▸ Problem details
Extract every line of the listing below and reproduce each one verbatim, in its original order.

━━━ Provided information

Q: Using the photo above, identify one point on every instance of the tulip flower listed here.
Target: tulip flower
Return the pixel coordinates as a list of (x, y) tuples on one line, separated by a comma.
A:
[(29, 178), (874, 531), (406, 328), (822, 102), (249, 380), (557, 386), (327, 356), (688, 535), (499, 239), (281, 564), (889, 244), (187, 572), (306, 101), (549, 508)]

━━━━━━

▸ Solution to the problem
Q: Using the photo above, identify one point on every instance of the tulip flower listed here.
Target: tulip flower
Return the pixel coordinates as a list of (x, y) tuples on one line, separated by a comma.
A:
[(29, 178), (874, 531), (406, 328), (822, 102), (249, 380), (557, 386), (327, 356), (688, 535), (499, 239), (281, 564), (889, 244), (187, 572), (306, 101), (549, 508)]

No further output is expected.